GIVEN PROBLEM:
Starting with the line containing "Indicate the blue sky" and going on through the line containing "pixel 809 499", both included, turn the lines of the entries below into a JSON list of strings with one string per line. Leave out blank lines.

ENTRIES PROVIDED:
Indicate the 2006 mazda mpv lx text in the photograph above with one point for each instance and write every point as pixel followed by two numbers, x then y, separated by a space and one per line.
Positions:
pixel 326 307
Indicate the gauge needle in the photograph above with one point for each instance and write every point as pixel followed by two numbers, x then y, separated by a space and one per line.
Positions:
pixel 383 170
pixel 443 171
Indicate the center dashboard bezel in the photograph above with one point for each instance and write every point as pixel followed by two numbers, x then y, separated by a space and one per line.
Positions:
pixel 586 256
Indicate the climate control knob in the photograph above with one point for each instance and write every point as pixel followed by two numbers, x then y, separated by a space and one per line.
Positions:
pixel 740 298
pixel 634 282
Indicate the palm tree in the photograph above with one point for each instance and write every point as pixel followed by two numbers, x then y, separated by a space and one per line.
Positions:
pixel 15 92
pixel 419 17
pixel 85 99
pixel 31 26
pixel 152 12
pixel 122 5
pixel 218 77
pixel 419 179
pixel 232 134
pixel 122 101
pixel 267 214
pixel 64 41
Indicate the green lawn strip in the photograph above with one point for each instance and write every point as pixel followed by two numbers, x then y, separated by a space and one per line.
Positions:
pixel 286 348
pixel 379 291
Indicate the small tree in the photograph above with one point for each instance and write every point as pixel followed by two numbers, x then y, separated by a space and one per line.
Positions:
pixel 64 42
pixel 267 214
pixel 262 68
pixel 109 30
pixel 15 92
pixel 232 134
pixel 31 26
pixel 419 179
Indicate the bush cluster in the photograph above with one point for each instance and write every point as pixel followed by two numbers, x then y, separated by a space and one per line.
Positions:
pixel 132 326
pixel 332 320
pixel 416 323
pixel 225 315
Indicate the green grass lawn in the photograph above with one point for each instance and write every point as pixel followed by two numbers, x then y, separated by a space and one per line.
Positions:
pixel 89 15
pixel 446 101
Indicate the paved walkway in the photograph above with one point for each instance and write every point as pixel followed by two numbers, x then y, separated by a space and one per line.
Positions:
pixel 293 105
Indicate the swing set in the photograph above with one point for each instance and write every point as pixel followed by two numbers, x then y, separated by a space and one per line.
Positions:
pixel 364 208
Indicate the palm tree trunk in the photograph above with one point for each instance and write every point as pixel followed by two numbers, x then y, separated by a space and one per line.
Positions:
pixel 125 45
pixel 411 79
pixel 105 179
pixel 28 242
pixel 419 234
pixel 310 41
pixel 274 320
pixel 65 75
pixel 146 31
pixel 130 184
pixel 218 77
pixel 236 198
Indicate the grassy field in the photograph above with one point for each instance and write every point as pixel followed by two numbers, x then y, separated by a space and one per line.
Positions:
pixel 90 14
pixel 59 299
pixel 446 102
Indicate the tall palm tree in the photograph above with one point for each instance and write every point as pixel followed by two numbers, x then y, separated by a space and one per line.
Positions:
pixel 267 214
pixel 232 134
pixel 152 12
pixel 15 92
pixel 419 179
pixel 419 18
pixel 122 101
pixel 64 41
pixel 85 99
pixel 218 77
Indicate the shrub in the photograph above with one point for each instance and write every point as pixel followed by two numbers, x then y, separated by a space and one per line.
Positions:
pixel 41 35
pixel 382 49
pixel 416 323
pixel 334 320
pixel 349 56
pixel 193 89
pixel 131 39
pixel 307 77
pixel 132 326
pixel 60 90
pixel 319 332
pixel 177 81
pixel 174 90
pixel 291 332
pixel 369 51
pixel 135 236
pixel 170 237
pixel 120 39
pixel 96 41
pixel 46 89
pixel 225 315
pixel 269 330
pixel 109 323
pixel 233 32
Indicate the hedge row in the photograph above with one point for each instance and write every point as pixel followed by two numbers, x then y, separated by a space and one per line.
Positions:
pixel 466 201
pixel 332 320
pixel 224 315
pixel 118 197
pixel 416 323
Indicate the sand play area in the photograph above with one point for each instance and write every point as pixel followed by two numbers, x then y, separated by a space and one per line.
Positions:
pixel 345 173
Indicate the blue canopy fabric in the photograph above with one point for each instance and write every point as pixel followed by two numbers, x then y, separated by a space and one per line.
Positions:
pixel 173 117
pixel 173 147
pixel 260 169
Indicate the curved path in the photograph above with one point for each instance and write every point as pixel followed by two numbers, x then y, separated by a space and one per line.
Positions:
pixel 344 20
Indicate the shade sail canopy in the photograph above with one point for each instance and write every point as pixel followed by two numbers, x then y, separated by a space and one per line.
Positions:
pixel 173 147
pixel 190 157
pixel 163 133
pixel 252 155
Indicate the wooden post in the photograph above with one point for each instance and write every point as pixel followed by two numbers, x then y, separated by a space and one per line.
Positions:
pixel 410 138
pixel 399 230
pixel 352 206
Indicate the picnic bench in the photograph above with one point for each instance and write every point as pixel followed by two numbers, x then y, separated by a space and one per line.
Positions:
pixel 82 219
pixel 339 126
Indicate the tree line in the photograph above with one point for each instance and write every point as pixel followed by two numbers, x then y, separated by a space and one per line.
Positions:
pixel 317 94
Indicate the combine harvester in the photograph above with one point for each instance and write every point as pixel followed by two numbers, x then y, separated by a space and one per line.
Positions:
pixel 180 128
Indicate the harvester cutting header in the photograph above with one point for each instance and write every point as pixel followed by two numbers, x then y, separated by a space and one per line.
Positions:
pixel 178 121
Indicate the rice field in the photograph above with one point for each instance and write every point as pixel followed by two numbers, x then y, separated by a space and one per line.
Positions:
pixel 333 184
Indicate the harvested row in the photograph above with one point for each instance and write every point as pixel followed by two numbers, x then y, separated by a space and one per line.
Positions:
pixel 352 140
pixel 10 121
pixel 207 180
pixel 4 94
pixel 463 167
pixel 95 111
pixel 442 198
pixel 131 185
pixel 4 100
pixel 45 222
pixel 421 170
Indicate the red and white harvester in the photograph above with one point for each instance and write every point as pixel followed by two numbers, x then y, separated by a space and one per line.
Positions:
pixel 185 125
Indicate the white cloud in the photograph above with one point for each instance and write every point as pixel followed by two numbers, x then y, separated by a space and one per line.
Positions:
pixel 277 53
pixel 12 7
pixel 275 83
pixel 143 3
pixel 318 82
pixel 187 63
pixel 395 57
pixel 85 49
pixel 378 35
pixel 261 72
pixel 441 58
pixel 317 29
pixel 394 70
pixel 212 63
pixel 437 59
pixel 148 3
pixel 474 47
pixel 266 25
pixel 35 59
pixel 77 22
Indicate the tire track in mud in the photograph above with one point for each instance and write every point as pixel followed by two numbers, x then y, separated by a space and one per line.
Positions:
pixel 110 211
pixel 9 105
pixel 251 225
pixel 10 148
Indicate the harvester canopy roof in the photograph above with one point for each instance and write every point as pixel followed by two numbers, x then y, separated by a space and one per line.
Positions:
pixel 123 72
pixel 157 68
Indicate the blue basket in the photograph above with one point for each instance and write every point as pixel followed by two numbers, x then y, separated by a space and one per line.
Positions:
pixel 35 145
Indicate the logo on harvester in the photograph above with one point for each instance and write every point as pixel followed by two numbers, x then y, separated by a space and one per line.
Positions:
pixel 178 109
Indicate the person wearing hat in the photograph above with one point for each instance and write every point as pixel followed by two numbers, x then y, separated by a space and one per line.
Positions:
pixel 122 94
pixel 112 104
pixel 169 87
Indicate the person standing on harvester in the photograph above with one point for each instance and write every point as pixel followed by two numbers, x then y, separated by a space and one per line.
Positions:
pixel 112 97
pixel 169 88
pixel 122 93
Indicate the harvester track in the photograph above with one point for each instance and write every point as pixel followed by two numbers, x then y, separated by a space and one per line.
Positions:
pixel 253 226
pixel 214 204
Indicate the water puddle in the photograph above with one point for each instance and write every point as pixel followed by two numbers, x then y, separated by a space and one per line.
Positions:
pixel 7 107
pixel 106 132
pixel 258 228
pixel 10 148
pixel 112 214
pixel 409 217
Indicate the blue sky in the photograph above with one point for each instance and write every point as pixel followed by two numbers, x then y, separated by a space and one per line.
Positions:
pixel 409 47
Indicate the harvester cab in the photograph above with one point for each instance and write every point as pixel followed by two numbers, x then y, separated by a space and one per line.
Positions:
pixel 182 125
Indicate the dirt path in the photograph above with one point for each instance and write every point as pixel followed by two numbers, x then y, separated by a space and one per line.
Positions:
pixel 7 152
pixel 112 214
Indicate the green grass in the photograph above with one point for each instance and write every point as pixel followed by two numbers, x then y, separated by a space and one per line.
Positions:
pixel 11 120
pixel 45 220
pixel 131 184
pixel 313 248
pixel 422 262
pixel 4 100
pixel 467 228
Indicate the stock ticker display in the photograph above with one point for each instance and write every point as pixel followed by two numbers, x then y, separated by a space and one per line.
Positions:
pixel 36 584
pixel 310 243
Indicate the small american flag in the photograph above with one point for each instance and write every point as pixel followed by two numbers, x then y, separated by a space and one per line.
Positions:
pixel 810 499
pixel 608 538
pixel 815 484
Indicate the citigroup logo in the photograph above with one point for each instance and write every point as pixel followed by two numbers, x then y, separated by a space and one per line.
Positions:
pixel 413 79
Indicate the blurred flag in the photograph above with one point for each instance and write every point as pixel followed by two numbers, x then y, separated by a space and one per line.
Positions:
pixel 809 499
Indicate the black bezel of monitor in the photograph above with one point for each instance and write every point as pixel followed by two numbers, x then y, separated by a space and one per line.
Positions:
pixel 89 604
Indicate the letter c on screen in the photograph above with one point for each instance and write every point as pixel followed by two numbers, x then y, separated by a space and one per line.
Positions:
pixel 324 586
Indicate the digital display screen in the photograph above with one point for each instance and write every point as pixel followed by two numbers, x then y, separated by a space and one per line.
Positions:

ANSWER TO THE TASK:
[
  "Indicate the blue sky in the photograph above with one point for each instance and write every point as pixel followed by two numbers, x then y, separated by a space and one per line.",
  "Positions:",
  "pixel 409 47",
  "Indicate the harvester cab in the photograph above with one point for each instance and write every point as pixel followed by two numbers, x then y, separated by a space and one per line.",
  "Positions:",
  "pixel 182 125",
  "Indicate the dirt path in the photograph above with one point for each instance and write every point as pixel followed by two numbers, x then y, separated by a space and one per line.",
  "Positions:",
  "pixel 7 152",
  "pixel 112 214",
  "Indicate the green grass in the photograph above with one point for each instance and write every point as pixel followed by two numbers, x then y, separated by a space and one per line.",
  "Positions:",
  "pixel 11 120",
  "pixel 45 220",
  "pixel 131 184",
  "pixel 313 248",
  "pixel 422 262",
  "pixel 4 100",
  "pixel 467 228",
  "Indicate the stock ticker display in the photograph above with one point for each instance and write every point as pixel followed by two numbers, x then y, separated by a space and one per line.",
  "Positions:",
  "pixel 36 584",
  "pixel 310 243",
  "Indicate the small american flag in the photograph above with one point for each instance and write every point as pixel followed by two numbers, x then y, separated by a space and one per line.",
  "Positions:",
  "pixel 810 499",
  "pixel 608 538",
  "pixel 815 484",
  "Indicate the citigroup logo in the photograph above with one point for each instance and write every point as pixel followed by two numbers, x then y, separated by a space and one per line.",
  "Positions:",
  "pixel 413 79",
  "Indicate the blurred flag in the photograph above with one point for each instance and write every point as pixel followed by two numbers, x then y, separated by a space and one per line.",
  "Positions:",
  "pixel 809 499"
]